Position annotation records:
====

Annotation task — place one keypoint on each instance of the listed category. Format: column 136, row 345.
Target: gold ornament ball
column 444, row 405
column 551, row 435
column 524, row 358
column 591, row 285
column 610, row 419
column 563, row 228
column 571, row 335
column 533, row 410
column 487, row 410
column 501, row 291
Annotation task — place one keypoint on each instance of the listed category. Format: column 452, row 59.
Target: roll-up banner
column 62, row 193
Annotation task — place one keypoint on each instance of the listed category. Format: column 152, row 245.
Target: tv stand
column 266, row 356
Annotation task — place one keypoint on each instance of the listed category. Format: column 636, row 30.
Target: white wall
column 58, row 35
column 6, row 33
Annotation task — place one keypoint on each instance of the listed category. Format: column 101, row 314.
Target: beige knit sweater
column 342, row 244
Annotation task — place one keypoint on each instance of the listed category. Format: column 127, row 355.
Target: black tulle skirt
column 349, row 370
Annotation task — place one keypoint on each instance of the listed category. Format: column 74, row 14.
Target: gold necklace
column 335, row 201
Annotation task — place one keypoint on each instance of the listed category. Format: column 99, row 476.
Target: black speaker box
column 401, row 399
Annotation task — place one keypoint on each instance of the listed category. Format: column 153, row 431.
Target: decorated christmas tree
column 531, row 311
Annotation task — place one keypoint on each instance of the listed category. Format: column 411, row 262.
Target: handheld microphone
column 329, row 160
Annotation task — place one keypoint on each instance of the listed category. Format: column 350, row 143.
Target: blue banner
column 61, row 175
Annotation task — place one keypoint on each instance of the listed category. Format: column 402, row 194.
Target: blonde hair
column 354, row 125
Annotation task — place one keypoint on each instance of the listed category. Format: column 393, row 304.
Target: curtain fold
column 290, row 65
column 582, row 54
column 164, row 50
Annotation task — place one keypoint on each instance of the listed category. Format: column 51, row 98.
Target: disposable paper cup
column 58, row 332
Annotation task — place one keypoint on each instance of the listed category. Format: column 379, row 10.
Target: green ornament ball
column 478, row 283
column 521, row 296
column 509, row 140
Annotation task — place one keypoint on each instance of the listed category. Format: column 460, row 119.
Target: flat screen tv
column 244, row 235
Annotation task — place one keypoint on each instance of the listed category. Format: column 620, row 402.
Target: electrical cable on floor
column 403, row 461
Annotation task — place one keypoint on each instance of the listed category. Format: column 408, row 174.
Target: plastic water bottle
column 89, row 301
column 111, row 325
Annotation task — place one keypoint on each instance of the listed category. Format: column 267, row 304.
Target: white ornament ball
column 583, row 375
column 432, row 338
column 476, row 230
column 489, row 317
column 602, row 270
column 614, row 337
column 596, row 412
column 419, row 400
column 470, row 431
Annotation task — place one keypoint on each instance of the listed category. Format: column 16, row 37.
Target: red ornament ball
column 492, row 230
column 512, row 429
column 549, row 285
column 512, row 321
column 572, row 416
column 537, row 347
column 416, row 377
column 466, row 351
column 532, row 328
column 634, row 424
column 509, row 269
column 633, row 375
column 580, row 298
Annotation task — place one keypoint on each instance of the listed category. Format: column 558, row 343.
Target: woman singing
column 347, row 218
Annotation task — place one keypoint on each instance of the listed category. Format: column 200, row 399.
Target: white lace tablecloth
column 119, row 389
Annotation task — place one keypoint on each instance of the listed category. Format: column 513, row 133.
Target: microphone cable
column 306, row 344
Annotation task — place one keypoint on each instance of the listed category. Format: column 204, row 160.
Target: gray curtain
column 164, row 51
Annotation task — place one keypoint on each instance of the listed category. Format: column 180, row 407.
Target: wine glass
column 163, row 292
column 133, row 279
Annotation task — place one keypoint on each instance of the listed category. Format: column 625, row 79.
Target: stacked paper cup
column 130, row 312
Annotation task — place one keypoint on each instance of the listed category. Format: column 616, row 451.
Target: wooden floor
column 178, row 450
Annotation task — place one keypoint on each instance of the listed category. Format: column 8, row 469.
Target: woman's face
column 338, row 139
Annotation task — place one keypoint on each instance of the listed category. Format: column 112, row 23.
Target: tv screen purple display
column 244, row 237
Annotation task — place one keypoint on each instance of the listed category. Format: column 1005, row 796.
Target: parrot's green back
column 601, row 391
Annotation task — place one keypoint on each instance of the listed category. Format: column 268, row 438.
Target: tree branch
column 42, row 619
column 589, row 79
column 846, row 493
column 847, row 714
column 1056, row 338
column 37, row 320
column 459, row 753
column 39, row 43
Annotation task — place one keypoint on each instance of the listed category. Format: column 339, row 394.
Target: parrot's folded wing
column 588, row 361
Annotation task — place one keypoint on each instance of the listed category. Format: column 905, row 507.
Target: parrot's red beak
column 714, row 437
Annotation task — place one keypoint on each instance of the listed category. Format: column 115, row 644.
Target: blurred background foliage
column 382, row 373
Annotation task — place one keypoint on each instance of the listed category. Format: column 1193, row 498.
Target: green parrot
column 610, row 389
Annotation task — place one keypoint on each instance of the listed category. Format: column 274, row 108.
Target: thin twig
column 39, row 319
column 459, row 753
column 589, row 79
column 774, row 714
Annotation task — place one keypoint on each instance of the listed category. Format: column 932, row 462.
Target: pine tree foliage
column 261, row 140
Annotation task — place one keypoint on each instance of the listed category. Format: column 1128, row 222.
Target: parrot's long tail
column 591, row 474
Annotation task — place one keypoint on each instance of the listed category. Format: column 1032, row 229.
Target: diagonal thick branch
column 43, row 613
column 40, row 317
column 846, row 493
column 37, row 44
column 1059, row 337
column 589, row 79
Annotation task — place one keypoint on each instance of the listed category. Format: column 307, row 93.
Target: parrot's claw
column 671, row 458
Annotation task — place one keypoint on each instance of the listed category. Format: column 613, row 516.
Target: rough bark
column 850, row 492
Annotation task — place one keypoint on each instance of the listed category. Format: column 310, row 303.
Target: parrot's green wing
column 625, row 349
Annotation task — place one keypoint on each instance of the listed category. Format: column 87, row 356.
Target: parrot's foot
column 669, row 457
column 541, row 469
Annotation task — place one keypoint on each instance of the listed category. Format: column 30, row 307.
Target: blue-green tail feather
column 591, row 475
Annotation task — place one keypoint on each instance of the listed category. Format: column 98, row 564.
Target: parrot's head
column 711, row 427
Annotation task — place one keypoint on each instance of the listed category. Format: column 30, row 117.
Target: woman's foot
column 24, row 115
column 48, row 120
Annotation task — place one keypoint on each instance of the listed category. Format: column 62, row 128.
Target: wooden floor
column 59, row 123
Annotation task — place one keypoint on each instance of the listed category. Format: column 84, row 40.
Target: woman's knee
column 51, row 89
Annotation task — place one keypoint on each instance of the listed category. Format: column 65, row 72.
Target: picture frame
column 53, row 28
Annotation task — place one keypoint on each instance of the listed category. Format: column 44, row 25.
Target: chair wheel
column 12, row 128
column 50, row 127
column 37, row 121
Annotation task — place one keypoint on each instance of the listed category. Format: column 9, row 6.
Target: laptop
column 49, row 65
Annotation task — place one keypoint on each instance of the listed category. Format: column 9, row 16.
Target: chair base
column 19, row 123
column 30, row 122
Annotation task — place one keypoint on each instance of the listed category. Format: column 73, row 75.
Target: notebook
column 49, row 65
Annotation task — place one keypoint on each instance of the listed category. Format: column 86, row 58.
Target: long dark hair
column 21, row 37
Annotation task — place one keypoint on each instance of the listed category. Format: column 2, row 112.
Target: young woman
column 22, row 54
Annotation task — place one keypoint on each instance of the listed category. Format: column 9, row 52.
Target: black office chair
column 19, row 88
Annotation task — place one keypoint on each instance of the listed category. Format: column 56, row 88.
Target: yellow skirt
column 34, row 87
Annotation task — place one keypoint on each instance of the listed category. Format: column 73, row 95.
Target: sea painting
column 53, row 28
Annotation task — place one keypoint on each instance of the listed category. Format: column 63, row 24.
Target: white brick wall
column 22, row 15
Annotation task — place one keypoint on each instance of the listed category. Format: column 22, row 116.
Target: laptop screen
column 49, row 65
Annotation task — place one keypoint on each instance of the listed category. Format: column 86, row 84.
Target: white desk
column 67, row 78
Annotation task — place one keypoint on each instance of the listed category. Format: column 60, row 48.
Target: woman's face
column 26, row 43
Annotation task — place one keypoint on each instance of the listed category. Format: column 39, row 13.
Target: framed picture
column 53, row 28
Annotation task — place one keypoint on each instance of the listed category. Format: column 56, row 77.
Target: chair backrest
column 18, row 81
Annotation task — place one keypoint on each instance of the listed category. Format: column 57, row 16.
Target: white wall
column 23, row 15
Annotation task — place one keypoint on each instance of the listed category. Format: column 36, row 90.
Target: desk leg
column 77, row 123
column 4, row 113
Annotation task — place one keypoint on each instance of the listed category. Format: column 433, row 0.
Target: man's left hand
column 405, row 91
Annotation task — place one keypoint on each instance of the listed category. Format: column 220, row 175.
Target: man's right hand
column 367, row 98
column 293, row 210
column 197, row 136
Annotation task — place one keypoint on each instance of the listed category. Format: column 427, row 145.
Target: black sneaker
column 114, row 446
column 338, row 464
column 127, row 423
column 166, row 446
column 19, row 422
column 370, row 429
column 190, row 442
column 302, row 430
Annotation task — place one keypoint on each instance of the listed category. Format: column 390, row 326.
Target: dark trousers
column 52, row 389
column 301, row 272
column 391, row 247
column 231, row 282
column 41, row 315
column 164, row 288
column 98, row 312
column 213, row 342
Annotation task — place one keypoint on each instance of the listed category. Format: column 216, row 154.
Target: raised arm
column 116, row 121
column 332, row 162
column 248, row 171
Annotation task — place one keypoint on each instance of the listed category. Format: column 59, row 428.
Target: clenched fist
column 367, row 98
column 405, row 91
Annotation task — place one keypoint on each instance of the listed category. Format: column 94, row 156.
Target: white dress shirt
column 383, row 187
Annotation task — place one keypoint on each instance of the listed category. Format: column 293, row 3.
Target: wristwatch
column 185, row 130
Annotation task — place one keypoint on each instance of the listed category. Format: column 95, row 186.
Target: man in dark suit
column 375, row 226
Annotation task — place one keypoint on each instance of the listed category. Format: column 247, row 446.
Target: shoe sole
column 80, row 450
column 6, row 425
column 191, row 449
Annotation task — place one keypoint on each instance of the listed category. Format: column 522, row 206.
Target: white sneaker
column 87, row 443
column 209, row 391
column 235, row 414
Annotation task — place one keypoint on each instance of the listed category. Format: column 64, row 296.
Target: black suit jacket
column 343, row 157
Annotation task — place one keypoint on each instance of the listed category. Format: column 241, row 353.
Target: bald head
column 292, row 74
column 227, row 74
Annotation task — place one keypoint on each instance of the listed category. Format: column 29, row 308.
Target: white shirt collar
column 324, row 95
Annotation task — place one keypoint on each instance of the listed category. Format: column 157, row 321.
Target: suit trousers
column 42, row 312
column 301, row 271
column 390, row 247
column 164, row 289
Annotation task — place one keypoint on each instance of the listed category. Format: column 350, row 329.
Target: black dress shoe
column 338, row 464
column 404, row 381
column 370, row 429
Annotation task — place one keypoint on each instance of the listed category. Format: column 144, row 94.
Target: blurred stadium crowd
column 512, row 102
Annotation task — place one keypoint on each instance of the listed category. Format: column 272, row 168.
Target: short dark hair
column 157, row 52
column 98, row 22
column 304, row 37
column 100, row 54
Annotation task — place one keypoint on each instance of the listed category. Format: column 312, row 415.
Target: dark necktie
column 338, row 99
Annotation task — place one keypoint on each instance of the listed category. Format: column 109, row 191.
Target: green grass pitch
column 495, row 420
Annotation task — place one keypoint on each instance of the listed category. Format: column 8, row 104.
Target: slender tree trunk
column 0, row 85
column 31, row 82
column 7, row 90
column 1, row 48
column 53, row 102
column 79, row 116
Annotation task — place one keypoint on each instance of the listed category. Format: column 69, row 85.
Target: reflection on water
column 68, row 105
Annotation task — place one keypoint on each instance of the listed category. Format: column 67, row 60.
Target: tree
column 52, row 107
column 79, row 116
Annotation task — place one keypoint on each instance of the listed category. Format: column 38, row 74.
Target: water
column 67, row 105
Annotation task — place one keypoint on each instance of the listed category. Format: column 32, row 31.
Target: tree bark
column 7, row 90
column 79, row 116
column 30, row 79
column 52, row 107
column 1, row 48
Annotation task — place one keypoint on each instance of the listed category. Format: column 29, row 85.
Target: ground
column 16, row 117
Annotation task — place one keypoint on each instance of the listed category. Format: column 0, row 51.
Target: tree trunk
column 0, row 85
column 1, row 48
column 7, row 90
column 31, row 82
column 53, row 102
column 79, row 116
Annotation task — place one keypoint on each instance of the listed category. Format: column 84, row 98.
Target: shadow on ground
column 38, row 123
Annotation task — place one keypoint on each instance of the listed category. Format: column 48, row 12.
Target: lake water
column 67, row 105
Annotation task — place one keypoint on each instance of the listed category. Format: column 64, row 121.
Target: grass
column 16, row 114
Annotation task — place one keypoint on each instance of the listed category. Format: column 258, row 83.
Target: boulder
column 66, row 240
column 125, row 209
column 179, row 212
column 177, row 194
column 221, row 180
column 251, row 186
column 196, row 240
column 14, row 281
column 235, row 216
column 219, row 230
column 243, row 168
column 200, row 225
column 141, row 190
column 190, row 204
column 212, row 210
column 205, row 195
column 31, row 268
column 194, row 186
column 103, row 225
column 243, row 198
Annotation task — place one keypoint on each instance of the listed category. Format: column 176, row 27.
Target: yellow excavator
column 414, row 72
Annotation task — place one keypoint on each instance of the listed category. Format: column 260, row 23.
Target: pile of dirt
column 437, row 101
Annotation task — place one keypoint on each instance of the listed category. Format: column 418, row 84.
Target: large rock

====

● Given exercise
Rewrite the entries from the line with "87, row 356." up to and including the line with "column 591, row 475", substituting "parrot's claw" for "parrot's foot" and leaving all else unchanged.

● Exercise response
Annotation task — place one keypoint on each instance of the listed category. Format: column 87, row 356.
Target: parrot's claw
column 669, row 457
column 541, row 469
Annotation task — place one keypoint on each instance of the listed category. Format: column 30, row 307.
Target: blue-green tail feather
column 591, row 475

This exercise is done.